Start of SELECTED TEXT
Enhanced Certificate Transparency (ECT) by Ryan [22] extends CT by using two data structures: one chronologically sorted and one lexicographically sorted. Distributed Transparent Key Infrastructure (DTKI) [27] builds upon the same data structures as ECT. The chronologically sorted data structure corresponds to a history tree (like CT). The lexicographically sorted data structure is similar to our hash treap. For checking consistency between the two data structures, ECT and DTKI use probabilistic checks. The probabilistic checking verifies that a random operation recorded in the chronological data structure has been correctly performed in the lexicographical data structure. However, this requires the prover to generate past versions of the lexicographical data structure (or cache all proofs), with similar trade-offs as for PADs, which is relatively costly.

CONIKS [14] is a privacy-friendly key management system where minimally trusted clients manage their public keys in directories at untrusted key servers. A directory is built using an authenticated binary prefix tree, offering similar properties as our hash treap. In CONIKS, user identities are presumably easy to brute-force, so they go further than Balloon in providing event privacy in proofs by using verifiable unpredictable functions and commitments to hide keys (identities) and values (user data). CONIKS stores every version of their (authenticated) data structure, introducing significant overhead compared to Balloon. On the other hand, CONIKS supports modifying and removing keys, similar to a PAD. Towards consistency, CONIKS additionally links snapshots together into a snapshot chain, together with a specified gossiping mechanism that greatly increases the probability that an attacker creating inconsistent snapshots is caught. This reduces the reliance on perfect gossiping, and could be used in Balloon. If the author ever wants to create a fork of snapshots for a subset of clients and monitors, it needs to maintain this fork forever for this subset or risk detection. Like CONIKS, we do not prevent an adversary compromising a server, or author, or both, from performing attacks: we provide means of detection after the fact.
End of SELECTED TEXT
Start of RECORDS
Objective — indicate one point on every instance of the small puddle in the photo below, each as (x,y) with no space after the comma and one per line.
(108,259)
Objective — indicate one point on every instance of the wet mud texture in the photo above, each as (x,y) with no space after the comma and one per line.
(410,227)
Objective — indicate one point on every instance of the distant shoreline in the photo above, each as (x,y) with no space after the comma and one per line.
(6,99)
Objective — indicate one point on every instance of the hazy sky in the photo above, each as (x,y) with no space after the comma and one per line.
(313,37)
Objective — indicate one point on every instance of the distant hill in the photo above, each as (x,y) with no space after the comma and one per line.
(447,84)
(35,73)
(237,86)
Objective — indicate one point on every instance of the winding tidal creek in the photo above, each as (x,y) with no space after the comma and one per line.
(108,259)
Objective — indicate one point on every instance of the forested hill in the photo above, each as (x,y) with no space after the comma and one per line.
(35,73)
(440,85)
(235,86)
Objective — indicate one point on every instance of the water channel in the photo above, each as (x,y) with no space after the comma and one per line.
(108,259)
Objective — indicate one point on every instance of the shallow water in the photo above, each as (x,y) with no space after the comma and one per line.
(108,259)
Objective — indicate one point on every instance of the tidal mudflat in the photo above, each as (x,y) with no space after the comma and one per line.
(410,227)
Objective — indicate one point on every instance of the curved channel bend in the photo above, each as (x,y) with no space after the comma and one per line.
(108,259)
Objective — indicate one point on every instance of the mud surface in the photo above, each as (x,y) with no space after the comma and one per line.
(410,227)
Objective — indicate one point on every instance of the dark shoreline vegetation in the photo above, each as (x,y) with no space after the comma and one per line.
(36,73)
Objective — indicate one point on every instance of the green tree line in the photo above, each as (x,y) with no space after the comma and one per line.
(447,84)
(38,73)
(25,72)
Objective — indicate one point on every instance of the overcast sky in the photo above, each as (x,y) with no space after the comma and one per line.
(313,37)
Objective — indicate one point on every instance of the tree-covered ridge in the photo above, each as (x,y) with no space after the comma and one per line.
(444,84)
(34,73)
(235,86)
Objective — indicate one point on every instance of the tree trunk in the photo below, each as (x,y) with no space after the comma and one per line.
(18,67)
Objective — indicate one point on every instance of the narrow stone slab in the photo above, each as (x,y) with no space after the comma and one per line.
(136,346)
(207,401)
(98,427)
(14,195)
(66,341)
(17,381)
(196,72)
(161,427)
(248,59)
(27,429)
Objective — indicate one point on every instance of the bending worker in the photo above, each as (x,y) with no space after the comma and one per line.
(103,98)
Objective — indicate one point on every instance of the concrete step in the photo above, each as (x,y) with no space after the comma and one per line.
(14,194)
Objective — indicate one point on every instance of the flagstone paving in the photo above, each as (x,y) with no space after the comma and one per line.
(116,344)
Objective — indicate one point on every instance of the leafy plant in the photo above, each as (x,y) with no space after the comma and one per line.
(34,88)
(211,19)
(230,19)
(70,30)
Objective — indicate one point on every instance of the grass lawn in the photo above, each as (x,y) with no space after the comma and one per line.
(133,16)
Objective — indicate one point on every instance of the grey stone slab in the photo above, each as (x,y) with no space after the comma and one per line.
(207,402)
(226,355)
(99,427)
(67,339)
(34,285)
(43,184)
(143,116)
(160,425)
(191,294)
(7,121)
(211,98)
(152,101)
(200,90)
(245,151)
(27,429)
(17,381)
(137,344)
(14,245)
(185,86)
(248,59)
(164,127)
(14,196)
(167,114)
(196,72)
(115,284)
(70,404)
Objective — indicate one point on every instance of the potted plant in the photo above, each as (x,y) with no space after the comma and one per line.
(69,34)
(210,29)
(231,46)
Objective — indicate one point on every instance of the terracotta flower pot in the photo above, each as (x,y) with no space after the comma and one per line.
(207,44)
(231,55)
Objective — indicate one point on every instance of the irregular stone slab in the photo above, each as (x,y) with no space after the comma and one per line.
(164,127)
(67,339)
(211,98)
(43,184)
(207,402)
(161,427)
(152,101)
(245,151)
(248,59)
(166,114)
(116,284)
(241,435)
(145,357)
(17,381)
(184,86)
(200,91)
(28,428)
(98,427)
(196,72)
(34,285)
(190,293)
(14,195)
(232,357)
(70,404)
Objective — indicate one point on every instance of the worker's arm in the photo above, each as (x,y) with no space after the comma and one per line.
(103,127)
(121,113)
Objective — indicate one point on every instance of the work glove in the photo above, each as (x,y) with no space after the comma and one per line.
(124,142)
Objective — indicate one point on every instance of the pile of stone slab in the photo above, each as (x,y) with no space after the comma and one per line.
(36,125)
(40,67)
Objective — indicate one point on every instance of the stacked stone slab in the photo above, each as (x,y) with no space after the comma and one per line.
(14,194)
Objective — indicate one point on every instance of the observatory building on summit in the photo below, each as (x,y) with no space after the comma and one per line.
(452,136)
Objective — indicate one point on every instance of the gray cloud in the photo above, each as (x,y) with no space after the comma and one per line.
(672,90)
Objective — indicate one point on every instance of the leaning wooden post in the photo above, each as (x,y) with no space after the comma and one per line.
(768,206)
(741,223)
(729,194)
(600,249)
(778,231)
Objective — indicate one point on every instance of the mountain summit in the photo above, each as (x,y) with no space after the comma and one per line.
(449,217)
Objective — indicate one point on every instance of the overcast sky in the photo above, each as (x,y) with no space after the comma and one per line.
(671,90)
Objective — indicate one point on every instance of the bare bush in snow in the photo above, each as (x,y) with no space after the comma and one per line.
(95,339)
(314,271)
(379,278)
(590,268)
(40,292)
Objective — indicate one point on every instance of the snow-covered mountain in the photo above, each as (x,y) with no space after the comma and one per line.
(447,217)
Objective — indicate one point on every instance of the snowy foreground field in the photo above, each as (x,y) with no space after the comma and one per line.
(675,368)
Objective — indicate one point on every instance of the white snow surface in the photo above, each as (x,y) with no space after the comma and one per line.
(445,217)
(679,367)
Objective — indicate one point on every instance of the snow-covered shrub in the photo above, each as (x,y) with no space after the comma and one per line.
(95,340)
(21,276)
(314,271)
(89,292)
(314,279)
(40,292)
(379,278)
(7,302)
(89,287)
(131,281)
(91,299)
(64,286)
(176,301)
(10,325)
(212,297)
End of RECORDS
SET EXERCISE A:
Answer these questions from the passage on transparency and key management systems, one answer per line:
(i) What do ECT and DTKI use to check consistency between their two data structures?
(ii) What is a CONIKS directory built with?
(iii) What does CONIKS use to hide keys and values?
SET EXERCISE B: Write a continuation of the passage on transparency and key management systems, beginning right after its final sentence.

RESULT A:
(i) Probabilistic checks.
(ii) An authenticated binary prefix tree.
(iii) Verifiable unpredictable functions and commitments.

RESULT B:
9 Conclusions

This paper presented Balloon, an authenticated data structure composed of a history tree and a hash treap, that is tailored for privacy-preserving transparency logging. Balloon is a provably secure authenticated data structure, using a similar approach as Papamanthou et al. [19], under the modest assumption of a collision-resistant hash function. Balloon also supports efficiently verifiable inserts of new events and publicly verifiable consistency. Verifiable inserts enable the author to discard its copy of the (authenticated) data structure, only keeping constant storage, at the cost of transmitting and verifying proofs of a pruned version of the authenticated data structure. Publicly verifiable consistency enables anyone to verify the consistency of snapshots, laying the foundation for a forward-secure author, under the additional assumption of a perfect gossiping mechanism of snapshots. Balloon is practical, as shown in Sect. 7, and a more efficient solution in our setting than using a PAD, as summarised by Table 2.

Footnotes

  1. 1.

    A commitment \(c_i\) is the root of the history tree for the i:th event, signed by the system. For the purpose of this paper, we omit the signature from the commitments.

  2. 2.

    The priority can safely be discarded since it is derived solely from the key and implicit in the structure of the treap.

  3. 3.

    \(queried[-1]\) denotes the index of the last inserted event in version queried of the authenticated data structure.

  4. 4.

    Note that the signatures may differ since the signature scheme can be probabilistic.

  5. 5.

    golang.org, accessed 2015-04-10.

  6. 6.

    The difference is in how non-full trees are handled, as noted in Sect. 2.1 of [12].

Notes

Acknowledgements

We would like to thank Simone Fischer-Hübner, Stefan Lindskog, Leonardo Martucci, Jenni Reuben, Philipp Winter, and Jiangshan Yu for their valuable feedback. Tobias Pulls has received funding from the Seventh Framework Programme for Research of the European Community under grant agreement no. 317550. This work was supported in part by the Research Council KU Leuven: GOA TENSE (GOA/11/007).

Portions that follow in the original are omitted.